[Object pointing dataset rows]
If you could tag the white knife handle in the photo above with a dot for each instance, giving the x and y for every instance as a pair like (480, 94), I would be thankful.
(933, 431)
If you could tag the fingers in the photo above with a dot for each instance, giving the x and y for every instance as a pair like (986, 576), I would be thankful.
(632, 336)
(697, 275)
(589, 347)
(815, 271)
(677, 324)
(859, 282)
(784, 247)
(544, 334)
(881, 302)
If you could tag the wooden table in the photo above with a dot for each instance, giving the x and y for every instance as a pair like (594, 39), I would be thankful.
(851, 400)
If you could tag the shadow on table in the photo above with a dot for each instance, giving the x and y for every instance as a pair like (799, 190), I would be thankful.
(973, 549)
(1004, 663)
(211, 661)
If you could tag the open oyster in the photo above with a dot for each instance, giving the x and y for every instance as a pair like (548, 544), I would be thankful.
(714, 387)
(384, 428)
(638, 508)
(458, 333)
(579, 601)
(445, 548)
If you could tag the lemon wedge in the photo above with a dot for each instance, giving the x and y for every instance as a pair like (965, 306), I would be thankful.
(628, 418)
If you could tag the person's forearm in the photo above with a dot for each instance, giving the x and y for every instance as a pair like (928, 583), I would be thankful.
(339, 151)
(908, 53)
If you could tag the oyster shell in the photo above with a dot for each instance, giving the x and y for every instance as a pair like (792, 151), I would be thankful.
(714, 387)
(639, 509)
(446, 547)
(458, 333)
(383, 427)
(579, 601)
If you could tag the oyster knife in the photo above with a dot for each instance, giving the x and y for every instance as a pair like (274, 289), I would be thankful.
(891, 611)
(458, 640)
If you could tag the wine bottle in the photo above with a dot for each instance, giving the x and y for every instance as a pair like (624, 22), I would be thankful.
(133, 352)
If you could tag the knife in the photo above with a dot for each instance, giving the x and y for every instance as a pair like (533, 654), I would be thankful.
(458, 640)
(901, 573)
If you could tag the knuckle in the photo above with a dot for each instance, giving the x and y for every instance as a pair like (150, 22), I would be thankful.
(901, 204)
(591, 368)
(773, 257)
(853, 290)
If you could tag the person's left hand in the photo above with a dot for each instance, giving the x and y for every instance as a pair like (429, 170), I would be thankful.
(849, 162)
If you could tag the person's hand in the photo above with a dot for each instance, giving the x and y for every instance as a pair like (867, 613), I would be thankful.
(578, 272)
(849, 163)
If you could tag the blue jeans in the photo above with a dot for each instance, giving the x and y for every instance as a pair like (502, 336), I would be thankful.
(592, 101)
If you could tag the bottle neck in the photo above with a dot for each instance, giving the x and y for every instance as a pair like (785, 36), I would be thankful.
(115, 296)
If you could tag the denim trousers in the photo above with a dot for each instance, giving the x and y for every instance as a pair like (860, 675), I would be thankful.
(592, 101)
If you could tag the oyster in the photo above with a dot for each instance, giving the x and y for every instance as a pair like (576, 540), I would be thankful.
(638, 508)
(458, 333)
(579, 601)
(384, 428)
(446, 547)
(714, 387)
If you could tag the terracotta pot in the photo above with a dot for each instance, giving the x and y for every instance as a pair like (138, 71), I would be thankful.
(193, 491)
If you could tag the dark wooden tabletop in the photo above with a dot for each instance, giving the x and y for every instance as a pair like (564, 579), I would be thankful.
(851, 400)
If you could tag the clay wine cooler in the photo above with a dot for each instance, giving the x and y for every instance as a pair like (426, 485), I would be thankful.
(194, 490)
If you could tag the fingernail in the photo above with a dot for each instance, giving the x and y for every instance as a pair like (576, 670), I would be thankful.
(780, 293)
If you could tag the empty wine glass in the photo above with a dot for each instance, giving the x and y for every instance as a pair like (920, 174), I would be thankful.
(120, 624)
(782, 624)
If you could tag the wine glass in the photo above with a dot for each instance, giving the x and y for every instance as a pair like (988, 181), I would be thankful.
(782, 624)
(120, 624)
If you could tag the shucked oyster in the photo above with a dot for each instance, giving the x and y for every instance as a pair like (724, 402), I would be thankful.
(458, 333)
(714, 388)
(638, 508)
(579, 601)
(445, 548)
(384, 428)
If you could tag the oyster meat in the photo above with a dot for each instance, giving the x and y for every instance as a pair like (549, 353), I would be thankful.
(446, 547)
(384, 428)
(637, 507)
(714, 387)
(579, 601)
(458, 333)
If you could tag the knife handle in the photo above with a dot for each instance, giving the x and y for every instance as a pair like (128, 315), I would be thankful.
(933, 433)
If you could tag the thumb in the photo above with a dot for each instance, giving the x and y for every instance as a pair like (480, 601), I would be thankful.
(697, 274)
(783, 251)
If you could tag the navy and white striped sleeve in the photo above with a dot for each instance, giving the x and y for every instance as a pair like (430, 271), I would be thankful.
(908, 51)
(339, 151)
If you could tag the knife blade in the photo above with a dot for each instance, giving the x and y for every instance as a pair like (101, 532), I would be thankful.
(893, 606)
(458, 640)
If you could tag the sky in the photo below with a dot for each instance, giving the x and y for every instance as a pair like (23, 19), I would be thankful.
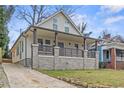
(97, 17)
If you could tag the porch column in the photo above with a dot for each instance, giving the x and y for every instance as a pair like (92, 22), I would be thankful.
(97, 60)
(84, 43)
(113, 58)
(34, 56)
(96, 45)
(34, 36)
(0, 55)
(56, 38)
(56, 57)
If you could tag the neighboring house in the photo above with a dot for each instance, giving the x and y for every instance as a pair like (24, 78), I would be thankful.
(55, 43)
(111, 54)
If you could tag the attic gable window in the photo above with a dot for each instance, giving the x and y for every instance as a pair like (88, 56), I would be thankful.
(66, 29)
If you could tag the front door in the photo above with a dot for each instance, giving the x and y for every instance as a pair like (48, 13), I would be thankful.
(61, 44)
(61, 50)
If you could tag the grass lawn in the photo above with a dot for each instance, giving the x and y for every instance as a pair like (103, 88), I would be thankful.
(89, 78)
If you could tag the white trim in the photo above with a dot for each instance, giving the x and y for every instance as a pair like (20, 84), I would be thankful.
(68, 18)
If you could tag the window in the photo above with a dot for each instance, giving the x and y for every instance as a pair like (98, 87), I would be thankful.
(54, 20)
(40, 41)
(76, 45)
(54, 26)
(66, 29)
(47, 42)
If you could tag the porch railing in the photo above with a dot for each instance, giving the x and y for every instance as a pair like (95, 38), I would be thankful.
(45, 50)
(91, 54)
(71, 52)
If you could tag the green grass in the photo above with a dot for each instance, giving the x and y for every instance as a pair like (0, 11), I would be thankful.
(90, 78)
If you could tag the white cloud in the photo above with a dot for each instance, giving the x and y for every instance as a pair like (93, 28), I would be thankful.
(112, 9)
(107, 10)
(114, 19)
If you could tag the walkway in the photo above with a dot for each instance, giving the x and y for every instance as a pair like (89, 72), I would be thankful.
(21, 77)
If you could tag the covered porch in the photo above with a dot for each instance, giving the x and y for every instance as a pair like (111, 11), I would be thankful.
(114, 55)
(62, 47)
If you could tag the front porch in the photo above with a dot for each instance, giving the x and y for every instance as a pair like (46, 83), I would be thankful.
(58, 50)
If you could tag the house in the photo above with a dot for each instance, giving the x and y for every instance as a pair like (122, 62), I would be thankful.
(111, 54)
(55, 43)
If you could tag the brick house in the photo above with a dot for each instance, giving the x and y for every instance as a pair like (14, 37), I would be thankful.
(55, 43)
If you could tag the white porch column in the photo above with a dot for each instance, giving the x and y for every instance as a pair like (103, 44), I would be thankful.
(97, 60)
(0, 55)
(85, 59)
(34, 56)
(56, 56)
(85, 53)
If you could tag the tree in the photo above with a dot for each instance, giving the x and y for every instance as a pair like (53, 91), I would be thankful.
(32, 14)
(5, 16)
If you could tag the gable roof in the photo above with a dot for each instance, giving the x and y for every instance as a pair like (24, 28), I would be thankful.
(68, 18)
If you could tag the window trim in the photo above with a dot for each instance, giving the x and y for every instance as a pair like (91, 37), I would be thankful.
(66, 29)
(46, 42)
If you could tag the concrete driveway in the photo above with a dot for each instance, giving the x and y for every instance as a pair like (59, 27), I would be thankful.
(22, 77)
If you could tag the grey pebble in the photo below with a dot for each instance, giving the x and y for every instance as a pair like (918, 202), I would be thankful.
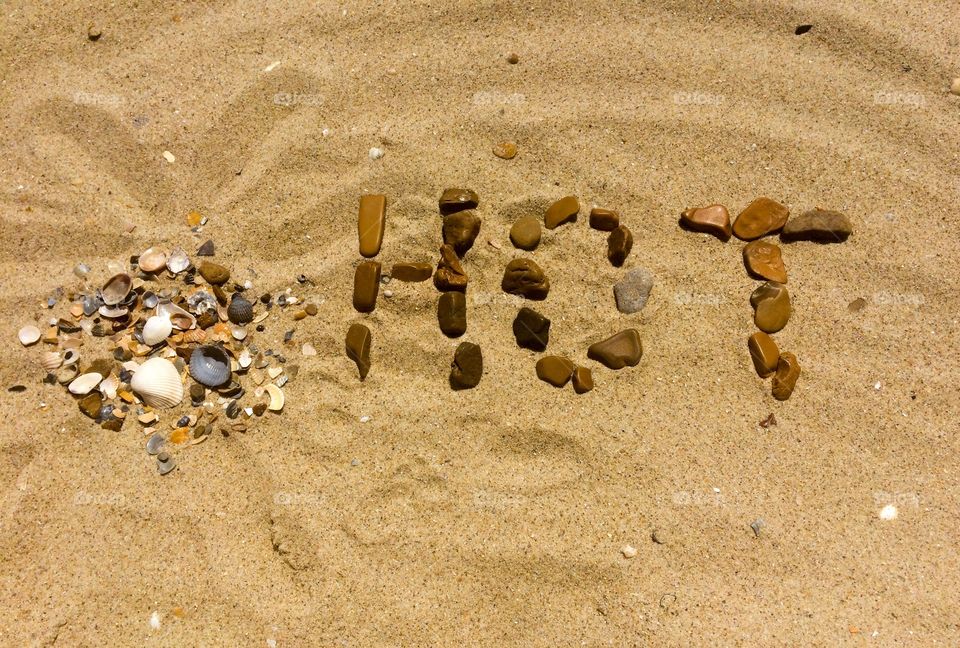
(632, 291)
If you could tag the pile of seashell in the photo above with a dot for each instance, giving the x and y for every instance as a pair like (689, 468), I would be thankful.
(163, 320)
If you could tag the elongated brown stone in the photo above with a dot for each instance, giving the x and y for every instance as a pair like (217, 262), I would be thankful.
(524, 277)
(785, 380)
(412, 272)
(619, 244)
(450, 274)
(358, 347)
(460, 231)
(455, 199)
(562, 211)
(467, 367)
(371, 223)
(712, 219)
(452, 313)
(605, 220)
(555, 370)
(620, 350)
(761, 217)
(366, 285)
(763, 259)
(764, 353)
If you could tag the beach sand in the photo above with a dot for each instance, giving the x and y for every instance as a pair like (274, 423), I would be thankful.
(497, 515)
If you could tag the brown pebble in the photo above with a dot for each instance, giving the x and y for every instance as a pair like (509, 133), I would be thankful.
(764, 353)
(524, 277)
(788, 371)
(366, 285)
(525, 233)
(452, 313)
(214, 273)
(605, 220)
(763, 259)
(582, 380)
(505, 150)
(619, 244)
(453, 200)
(563, 211)
(555, 370)
(761, 217)
(771, 304)
(818, 225)
(371, 223)
(460, 230)
(358, 347)
(620, 350)
(467, 366)
(712, 219)
(411, 272)
(450, 274)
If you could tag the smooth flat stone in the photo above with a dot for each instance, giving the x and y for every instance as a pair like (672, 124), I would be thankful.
(460, 230)
(562, 211)
(452, 313)
(712, 219)
(764, 353)
(358, 347)
(555, 370)
(450, 274)
(411, 272)
(582, 380)
(525, 233)
(620, 350)
(454, 199)
(771, 304)
(819, 225)
(761, 217)
(531, 329)
(788, 372)
(619, 244)
(366, 285)
(467, 367)
(763, 259)
(633, 290)
(525, 278)
(605, 220)
(371, 223)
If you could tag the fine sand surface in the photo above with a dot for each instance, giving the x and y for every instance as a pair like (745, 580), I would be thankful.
(496, 516)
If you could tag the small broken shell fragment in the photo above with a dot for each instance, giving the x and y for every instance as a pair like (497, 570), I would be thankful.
(276, 397)
(29, 335)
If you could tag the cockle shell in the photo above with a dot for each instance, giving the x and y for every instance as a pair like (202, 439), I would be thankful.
(157, 381)
(156, 329)
(116, 289)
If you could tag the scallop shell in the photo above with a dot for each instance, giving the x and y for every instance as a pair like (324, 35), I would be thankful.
(180, 318)
(116, 289)
(84, 383)
(240, 310)
(152, 260)
(156, 329)
(210, 365)
(157, 381)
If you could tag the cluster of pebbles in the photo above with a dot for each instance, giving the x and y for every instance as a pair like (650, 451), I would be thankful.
(764, 260)
(159, 332)
(522, 277)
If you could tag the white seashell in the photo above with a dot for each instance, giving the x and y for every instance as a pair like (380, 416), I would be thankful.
(84, 383)
(51, 360)
(158, 383)
(180, 318)
(29, 335)
(276, 398)
(152, 260)
(156, 329)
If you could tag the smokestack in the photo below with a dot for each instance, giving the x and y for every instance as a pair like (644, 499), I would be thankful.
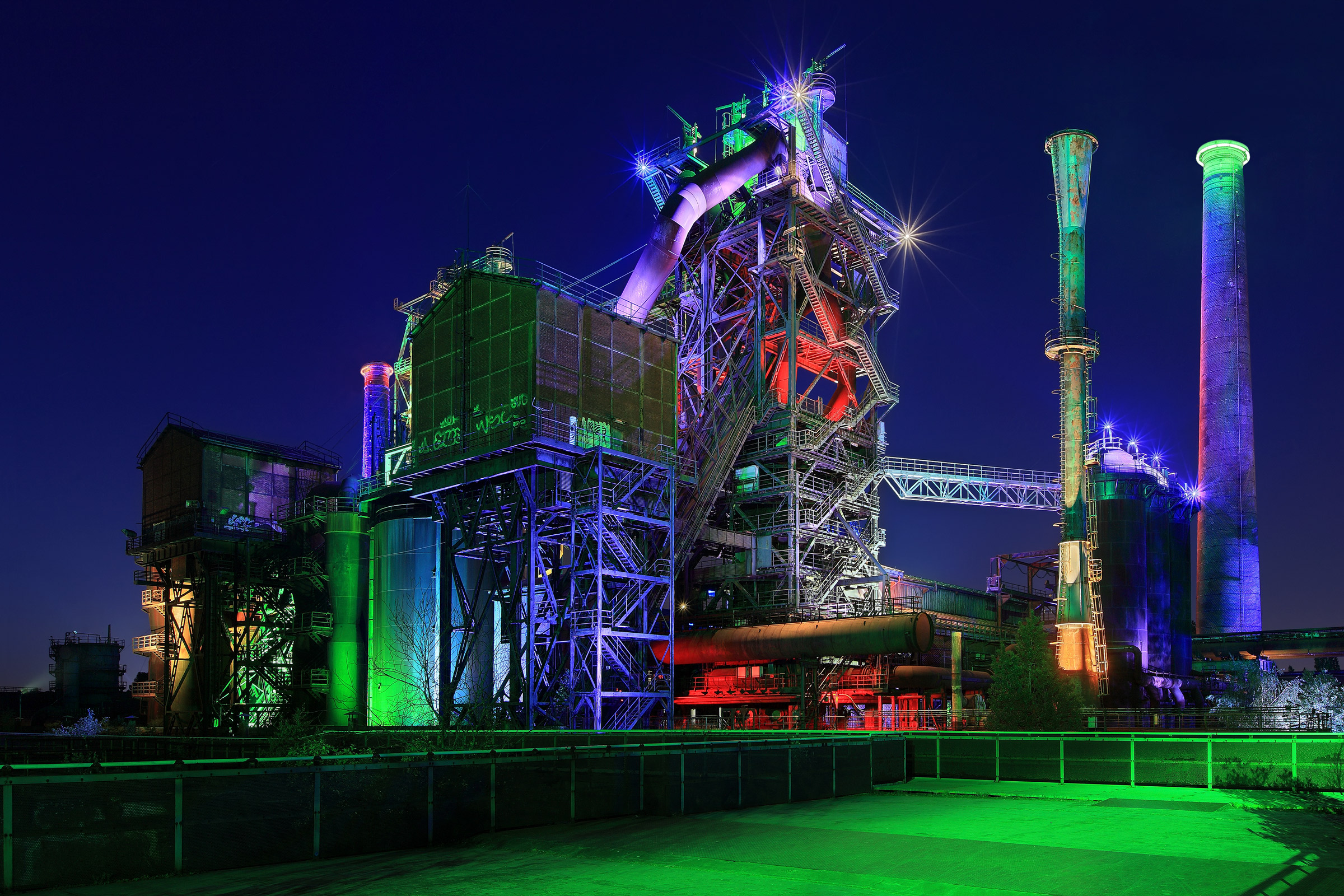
(1082, 648)
(1228, 564)
(378, 416)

**The request:** Pull out the lines word for word, starting at the line that contains "If you could tag the smokestack" and stopping after the last of the rows. Omit the pictures from your answer.

**Result of the task:**
If you could tag the smokestack in the photo below with a dot for each instance, giving the x and y for every instance as a pair like (644, 499), I would be thankful.
(1082, 648)
(1228, 564)
(378, 416)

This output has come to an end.